» Listed entries
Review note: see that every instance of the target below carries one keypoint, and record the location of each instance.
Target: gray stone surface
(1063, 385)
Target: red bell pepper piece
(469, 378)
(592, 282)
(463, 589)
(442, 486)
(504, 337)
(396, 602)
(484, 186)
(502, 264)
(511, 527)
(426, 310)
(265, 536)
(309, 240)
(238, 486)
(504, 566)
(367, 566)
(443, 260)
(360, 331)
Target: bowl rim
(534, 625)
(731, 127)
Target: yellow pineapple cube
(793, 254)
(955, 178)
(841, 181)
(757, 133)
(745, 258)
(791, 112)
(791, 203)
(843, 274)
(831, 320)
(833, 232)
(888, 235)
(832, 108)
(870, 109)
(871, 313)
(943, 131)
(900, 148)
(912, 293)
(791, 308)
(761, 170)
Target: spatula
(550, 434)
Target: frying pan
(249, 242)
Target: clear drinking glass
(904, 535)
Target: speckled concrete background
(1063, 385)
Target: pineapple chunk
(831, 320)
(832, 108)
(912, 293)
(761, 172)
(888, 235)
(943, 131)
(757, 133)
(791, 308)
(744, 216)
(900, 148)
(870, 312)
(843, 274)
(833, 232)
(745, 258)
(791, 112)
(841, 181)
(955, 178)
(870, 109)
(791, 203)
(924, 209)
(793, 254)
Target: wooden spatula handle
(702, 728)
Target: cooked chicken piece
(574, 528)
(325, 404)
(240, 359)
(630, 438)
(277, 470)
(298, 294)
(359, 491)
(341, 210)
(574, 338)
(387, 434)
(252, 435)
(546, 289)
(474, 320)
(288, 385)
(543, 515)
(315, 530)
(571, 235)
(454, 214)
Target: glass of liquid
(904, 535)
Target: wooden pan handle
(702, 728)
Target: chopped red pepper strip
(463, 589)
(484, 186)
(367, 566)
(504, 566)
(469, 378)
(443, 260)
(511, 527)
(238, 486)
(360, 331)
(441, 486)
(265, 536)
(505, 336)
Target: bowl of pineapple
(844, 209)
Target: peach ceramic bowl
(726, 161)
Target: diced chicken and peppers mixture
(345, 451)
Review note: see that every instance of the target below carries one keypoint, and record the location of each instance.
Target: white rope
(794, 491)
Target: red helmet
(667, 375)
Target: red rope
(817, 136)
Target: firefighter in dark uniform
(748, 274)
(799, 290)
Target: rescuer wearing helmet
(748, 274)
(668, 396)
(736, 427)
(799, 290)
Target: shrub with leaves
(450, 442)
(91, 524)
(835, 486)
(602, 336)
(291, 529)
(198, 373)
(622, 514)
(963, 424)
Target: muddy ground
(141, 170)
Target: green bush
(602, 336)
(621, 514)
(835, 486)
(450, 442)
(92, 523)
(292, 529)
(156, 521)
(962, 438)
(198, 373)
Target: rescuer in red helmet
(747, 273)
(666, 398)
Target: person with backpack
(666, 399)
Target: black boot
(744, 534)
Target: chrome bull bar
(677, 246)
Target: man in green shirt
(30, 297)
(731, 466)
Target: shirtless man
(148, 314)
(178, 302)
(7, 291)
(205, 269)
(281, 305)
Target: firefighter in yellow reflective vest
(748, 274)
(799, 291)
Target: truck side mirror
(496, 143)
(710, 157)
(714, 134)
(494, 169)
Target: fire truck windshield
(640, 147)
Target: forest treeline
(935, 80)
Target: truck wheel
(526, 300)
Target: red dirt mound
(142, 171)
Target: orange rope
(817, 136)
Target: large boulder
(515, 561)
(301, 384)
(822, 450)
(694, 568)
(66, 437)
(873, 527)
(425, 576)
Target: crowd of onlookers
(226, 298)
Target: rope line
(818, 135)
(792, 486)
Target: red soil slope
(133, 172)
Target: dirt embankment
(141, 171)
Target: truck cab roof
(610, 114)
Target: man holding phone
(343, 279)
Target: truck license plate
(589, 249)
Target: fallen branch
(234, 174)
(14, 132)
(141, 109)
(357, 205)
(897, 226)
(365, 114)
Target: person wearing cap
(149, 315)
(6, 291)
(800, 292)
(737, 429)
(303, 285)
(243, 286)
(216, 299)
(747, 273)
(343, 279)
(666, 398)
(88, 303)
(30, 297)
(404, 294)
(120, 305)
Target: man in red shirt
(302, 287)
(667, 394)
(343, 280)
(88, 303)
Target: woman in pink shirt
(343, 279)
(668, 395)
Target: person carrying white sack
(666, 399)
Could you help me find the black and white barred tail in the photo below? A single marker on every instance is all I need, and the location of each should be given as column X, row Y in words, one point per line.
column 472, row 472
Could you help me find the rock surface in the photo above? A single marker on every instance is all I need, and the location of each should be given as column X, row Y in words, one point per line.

» Exercise requirements
What is needed here is an exact reproduction of all the entries.

» Correct response
Review note: see that every instance of the target below carries one keypoint, and record the location of each instance.
Target: gray stone surface
(1063, 385)
Target: red bell pepper piece
(469, 378)
(592, 282)
(463, 589)
(442, 486)
(504, 337)
(396, 602)
(484, 186)
(502, 264)
(511, 527)
(426, 310)
(265, 536)
(309, 240)
(238, 486)
(504, 566)
(367, 566)
(443, 260)
(360, 331)
Target: bowl rim
(534, 625)
(731, 127)
Target: yellow pineapple cube
(793, 254)
(955, 178)
(841, 181)
(757, 133)
(745, 258)
(791, 112)
(791, 203)
(843, 274)
(831, 320)
(833, 232)
(888, 235)
(832, 108)
(870, 109)
(871, 313)
(943, 131)
(900, 148)
(912, 293)
(791, 308)
(761, 170)
Target: spatula
(550, 434)
Target: frying pan
(249, 242)
Target: clear drinking glass
(904, 535)
Target: speckled concrete background
(1063, 385)
Target: pineapple chunk
(831, 320)
(832, 108)
(912, 293)
(761, 172)
(888, 235)
(943, 131)
(757, 133)
(791, 308)
(744, 216)
(900, 148)
(870, 312)
(843, 274)
(833, 232)
(745, 258)
(791, 112)
(841, 181)
(955, 178)
(870, 109)
(791, 203)
(924, 209)
(793, 254)
Target: wooden spatula handle
(702, 728)
Target: cooked chicken piece
(574, 528)
(325, 404)
(240, 359)
(630, 438)
(277, 470)
(298, 294)
(359, 491)
(341, 210)
(574, 338)
(387, 434)
(252, 435)
(546, 289)
(474, 320)
(288, 385)
(543, 515)
(315, 530)
(571, 235)
(454, 214)
Target: glass of liquid
(904, 535)
Target: wooden pan handle
(702, 728)
Target: chopped red pepper strip
(463, 589)
(484, 186)
(367, 566)
(504, 566)
(469, 378)
(443, 260)
(511, 527)
(238, 486)
(360, 331)
(441, 486)
(265, 536)
(505, 336)
Target: bowl of pineapple
(844, 209)
Target: peach ceramic bowl
(726, 161)
Target: diced chicken and peppers mixture
(345, 451)
Review note: see that every instance of the target below carries one keypoint, and record the location of each instance.
Target: white rope
(794, 491)
Target: red helmet
(667, 375)
Target: red rope
(817, 136)
Target: firefighter in dark uniform
(748, 274)
(799, 290)
Target: rescuer wearing helmet
(748, 274)
(668, 396)
(736, 427)
(799, 290)
Target: shrub with leaves
(450, 442)
(91, 524)
(835, 486)
(602, 336)
(291, 529)
(198, 373)
(622, 514)
(963, 424)
Target: muddy ground
(141, 170)
Target: green bush
(602, 336)
(621, 514)
(835, 486)
(450, 442)
(92, 523)
(292, 529)
(156, 521)
(962, 438)
(198, 373)
Target: rescuer in red helmet
(747, 273)
(666, 398)
Target: person with backpack
(666, 399)
Target: black boot
(744, 534)
Target: chrome bull bar
(677, 246)
Target: man in green shirt
(30, 297)
(731, 466)
Target: shirtless man
(148, 314)
(178, 302)
(7, 291)
(205, 269)
(281, 305)
Target: firefighter in yellow reflective vest
(748, 274)
(799, 291)
Target: truck side mirror
(496, 143)
(710, 157)
(714, 134)
(494, 169)
Target: fire truck windshield
(640, 147)
Target: forest treeline
(935, 80)
Target: truck wheel
(526, 300)
Target: red dirt mound
(142, 171)
Target: orange rope
(817, 136)
Target: large boulder
(515, 561)
(301, 384)
(822, 450)
(694, 568)
(66, 437)
(873, 527)
(425, 576)
Target: crowd of onlookers
(226, 298)
Target: rope line
(818, 135)
(792, 486)
Target: red soil slope
(133, 172)
Target: dirt embankment
(141, 171)
Target: truck cab roof
(610, 114)
Target: man holding phone
(343, 279)
Target: truck license plate
(589, 249)
Target: fallen branch
(234, 174)
(14, 132)
(141, 109)
(357, 205)
(897, 226)
(365, 114)
Target: person wearing cap
(149, 315)
(6, 291)
(800, 292)
(737, 429)
(303, 285)
(243, 286)
(216, 299)
(747, 273)
(343, 279)
(666, 398)
(88, 303)
(30, 297)
(404, 294)
(120, 305)
Target: man in red shirt
(302, 287)
(667, 394)
(343, 280)
(88, 303)
Target: woman in pink shirt
(343, 279)
(668, 395)
Target: person carrying white sack
(666, 399)
Could you help me find the black and white barred tail in the photo below? A single marker on every instance is all I need, and the location of each should be given as column X, row Y in words, one point per line.
column 472, row 472
Could you help me find the rock surface in the photo above? A single marker on every instance is all I need, and the location of each should be given as column X, row Y in words, one point per line.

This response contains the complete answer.